:: Excerpted data

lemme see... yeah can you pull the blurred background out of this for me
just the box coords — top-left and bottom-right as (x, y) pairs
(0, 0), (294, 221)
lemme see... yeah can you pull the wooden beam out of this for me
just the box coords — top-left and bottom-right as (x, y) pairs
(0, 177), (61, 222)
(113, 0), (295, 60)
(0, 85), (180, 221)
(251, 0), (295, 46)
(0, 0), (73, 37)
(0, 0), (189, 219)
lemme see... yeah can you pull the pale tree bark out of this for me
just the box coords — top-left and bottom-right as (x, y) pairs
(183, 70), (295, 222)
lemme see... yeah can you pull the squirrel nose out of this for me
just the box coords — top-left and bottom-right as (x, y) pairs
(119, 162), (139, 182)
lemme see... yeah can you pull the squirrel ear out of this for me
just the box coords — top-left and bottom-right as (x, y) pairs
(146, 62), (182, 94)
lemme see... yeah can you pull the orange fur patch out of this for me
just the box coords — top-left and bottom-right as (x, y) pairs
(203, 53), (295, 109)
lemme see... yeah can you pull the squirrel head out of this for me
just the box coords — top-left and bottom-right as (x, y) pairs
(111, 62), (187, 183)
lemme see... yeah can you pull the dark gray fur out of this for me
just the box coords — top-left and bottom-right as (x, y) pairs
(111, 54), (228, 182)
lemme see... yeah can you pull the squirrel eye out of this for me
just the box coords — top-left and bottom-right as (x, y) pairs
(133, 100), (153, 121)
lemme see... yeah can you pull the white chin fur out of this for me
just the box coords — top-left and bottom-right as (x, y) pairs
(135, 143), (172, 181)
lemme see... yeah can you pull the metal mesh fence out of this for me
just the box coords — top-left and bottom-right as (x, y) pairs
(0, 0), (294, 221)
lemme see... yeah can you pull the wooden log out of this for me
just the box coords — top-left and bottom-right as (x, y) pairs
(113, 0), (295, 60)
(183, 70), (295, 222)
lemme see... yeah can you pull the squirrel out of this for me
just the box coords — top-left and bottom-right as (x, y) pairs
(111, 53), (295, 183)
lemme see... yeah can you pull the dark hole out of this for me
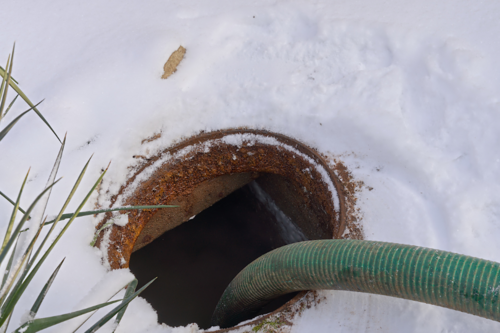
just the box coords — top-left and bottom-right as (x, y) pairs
(129, 181), (307, 329)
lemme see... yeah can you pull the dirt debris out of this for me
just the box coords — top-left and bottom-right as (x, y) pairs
(326, 156), (364, 240)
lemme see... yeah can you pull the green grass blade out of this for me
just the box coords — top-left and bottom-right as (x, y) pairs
(0, 190), (26, 215)
(27, 136), (66, 267)
(0, 178), (60, 268)
(0, 109), (29, 142)
(19, 204), (179, 234)
(0, 45), (14, 119)
(45, 204), (178, 226)
(0, 220), (44, 308)
(0, 217), (49, 311)
(0, 313), (12, 333)
(1, 236), (19, 290)
(0, 55), (10, 121)
(27, 216), (58, 268)
(0, 67), (60, 143)
(0, 66), (17, 84)
(38, 155), (92, 234)
(11, 300), (121, 333)
(0, 100), (43, 142)
(0, 159), (100, 326)
(3, 94), (18, 117)
(111, 279), (138, 333)
(69, 280), (132, 333)
(28, 156), (94, 267)
(0, 190), (27, 217)
(30, 135), (65, 228)
(29, 258), (65, 319)
(84, 278), (156, 333)
(41, 162), (108, 256)
(2, 169), (29, 251)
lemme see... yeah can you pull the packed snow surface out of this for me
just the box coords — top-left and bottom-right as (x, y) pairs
(2, 0), (500, 332)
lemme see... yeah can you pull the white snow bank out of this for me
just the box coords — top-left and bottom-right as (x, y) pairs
(1, 0), (500, 332)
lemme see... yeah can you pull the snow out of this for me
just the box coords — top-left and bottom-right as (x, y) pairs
(1, 0), (500, 332)
(52, 269), (134, 333)
(112, 214), (129, 227)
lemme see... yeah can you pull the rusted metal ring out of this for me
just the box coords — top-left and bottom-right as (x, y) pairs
(95, 129), (346, 270)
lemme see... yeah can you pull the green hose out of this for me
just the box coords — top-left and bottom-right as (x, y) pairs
(211, 240), (500, 328)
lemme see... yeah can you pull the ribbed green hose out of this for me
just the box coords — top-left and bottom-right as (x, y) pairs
(211, 240), (500, 328)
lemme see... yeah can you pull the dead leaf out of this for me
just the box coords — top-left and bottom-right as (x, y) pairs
(162, 46), (186, 79)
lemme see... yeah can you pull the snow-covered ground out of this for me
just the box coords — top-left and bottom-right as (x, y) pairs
(2, 0), (500, 332)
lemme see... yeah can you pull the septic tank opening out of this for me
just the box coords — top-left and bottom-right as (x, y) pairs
(129, 180), (305, 329)
(95, 129), (350, 329)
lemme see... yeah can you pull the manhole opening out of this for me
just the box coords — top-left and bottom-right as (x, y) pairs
(129, 176), (317, 328)
(95, 129), (347, 330)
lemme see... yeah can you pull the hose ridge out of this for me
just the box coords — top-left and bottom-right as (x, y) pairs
(211, 240), (500, 328)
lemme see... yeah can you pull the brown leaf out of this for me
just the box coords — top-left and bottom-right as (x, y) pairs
(161, 46), (186, 79)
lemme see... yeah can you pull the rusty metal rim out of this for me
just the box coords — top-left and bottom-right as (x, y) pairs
(107, 128), (346, 234)
(95, 128), (347, 330)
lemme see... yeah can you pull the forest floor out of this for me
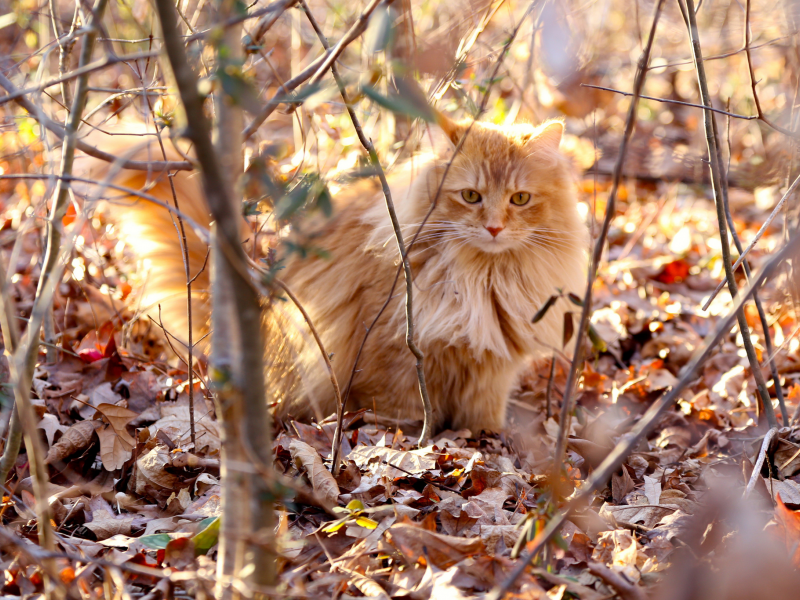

::::

- [Aim of the exercise]: In the transcription, every picture is to be excluded and the records above given again exactly.

- [Task response]:
lemme see... yeah can you pull the blurred background out of this for me
just the box coords — top-left and bottom-right as (x, y) pairs
(0, 0), (294, 221)
lemme see... yeah can you pull the wooden beam out of this for me
just the box coords — top-left and bottom-right as (x, y) pairs
(0, 177), (61, 222)
(113, 0), (295, 60)
(0, 85), (180, 221)
(251, 0), (295, 46)
(0, 0), (73, 37)
(0, 0), (189, 219)
lemme see... yeah can you pull the pale tree bark out of this for me
just the box coords — top-left and bottom-right as (x, y) pairs
(183, 70), (295, 222)
lemme see... yeah can you pull the squirrel nose out of this for me
just the box coords — top-left and bottom-right as (x, y) pairs
(119, 162), (139, 182)
lemme see... yeah can you pull the squirrel ear out of this for me
just the box coords — top-left and bottom-right as (x, y) pairs
(146, 62), (182, 94)
lemme see... yeah can you pull the orange fur patch out of this for me
just the box coords — top-left and bottom-right as (x, y) pairs
(203, 53), (295, 109)
lemme see... yeah can you pull the squirrel head out of this for me
just the box coords — top-left and bottom-right as (x, y) pairs
(111, 62), (187, 183)
lemme see... yeah can you pull the dark gray fur out of this for me
just the box coords — top-left and bottom-right as (x, y) pairs
(111, 54), (228, 182)
lemme see... yeah can you pull the squirrel eye out of this for me
just the box coords — top-left and bottom-right as (x, y) pairs
(133, 100), (153, 121)
lemme see... yeah can you pull the white chin fur out of this for me
just the box coords — top-left and bottom-right as (x, y) pairs
(135, 143), (172, 181)
lemme see... yeah can you pull the metal mesh fence out of this for me
just the box coords — top-left and bottom-right as (x, y) pairs
(0, 0), (294, 221)
lemme see... yeah can you pull the wooden log out of this for me
just the box coords — top-left and bottom-right as (x, y) pairs
(113, 0), (295, 60)
(183, 70), (295, 222)
lemme see... yeah can you pull the squirrel out of this for me
just the box coords — top-left and bottom-right as (x, y) pairs
(111, 53), (295, 183)
lemme see... yeah can you pull the dark hole out of this for me
just the box coords — top-left and bottom-right as (x, y) pairs
(129, 181), (307, 329)
lemme see... yeah can you pull the dirt debris out of this for me
just the box coords — top-left and bottom-right as (x, y) pairs
(326, 156), (364, 240)
lemme see... yeah can you pull the green grass blade out of this for me
just the box coords — top-left and bottom-right as (x, y) pairs
(0, 190), (26, 215)
(27, 136), (66, 267)
(0, 178), (60, 268)
(0, 109), (29, 142)
(19, 204), (179, 234)
(0, 45), (14, 119)
(45, 204), (178, 226)
(0, 220), (44, 308)
(0, 217), (49, 311)
(0, 313), (12, 333)
(1, 236), (19, 290)
(0, 55), (10, 121)
(27, 216), (58, 268)
(0, 67), (60, 143)
(0, 66), (17, 84)
(38, 155), (92, 234)
(11, 300), (121, 333)
(0, 100), (43, 142)
(0, 159), (100, 326)
(3, 94), (18, 117)
(111, 279), (138, 333)
(69, 280), (132, 333)
(28, 156), (94, 267)
(0, 190), (27, 217)
(30, 135), (65, 228)
(29, 258), (65, 319)
(84, 278), (156, 333)
(41, 162), (108, 256)
(2, 169), (29, 251)
lemme see... yeah can you pull the packed snow surface out of this for me
just the box coords — top-left and bottom-right as (x, y) pairs
(2, 0), (500, 332)
lemme see... yeah can you pull the white snow bank out of this for me
just the box coords — top-left and bottom-right as (x, y) pairs
(1, 0), (500, 332)
lemme see... yeah can you pull the snow out of this for me
just the box coords — top-left and bottom-right as (x, y) pairs
(1, 0), (500, 332)
(52, 269), (134, 333)
(112, 214), (129, 227)
lemme see... yeah can you pull the rusted metal ring out of this for me
just the box coords — top-left and bottom-right as (x, y) pairs
(95, 129), (346, 270)
lemme see... yeah can you pull the green hose out of this for me
just the box coords — top-left and bottom-right as (x, y) pairs
(211, 240), (500, 328)
lemme see... yeah can you pull the ribbed green hose out of this for me
just the box coords — top-left and bottom-right as (x, y) pairs
(211, 240), (500, 328)
lemme see... yeah can you pull the dead leaf out of this for me
just the box coords — top-left and bottom-right as (x, y) pairs
(162, 46), (186, 79)
lemme see... yeah can you pull the snow-covered ground out of this for me
just the box coords — top-left and bottom-right as (x, y) pairs
(2, 0), (500, 332)
lemme see... yeah can you pull the septic tank opening out of this for me
just the box coords — top-left and bottom-right as (x, y) pairs
(129, 180), (305, 329)
(95, 129), (350, 329)
lemme see... yeah can you pull the manhole opening out of this for me
just the box coords — top-left and bottom-right as (x, y) pairs
(129, 176), (317, 328)
(95, 129), (347, 330)
lemme see... yeah can you pull the hose ridge out of this for me
just the box coords — top-left and bottom-right as (x, y) pairs
(211, 240), (500, 328)
lemme see... yeah can you pull the brown leaf out of this for me
just the box coords — top-left and bottom-right as (x, y) pairs
(161, 46), (186, 79)
lemme see... yeah can you pull the rusty metal rim out of this for me
just the box coords — top-left and bottom-right as (x, y) pairs
(107, 128), (346, 234)
(95, 128), (347, 330)
lemme see... yeah can you pull the forest floor out of this for me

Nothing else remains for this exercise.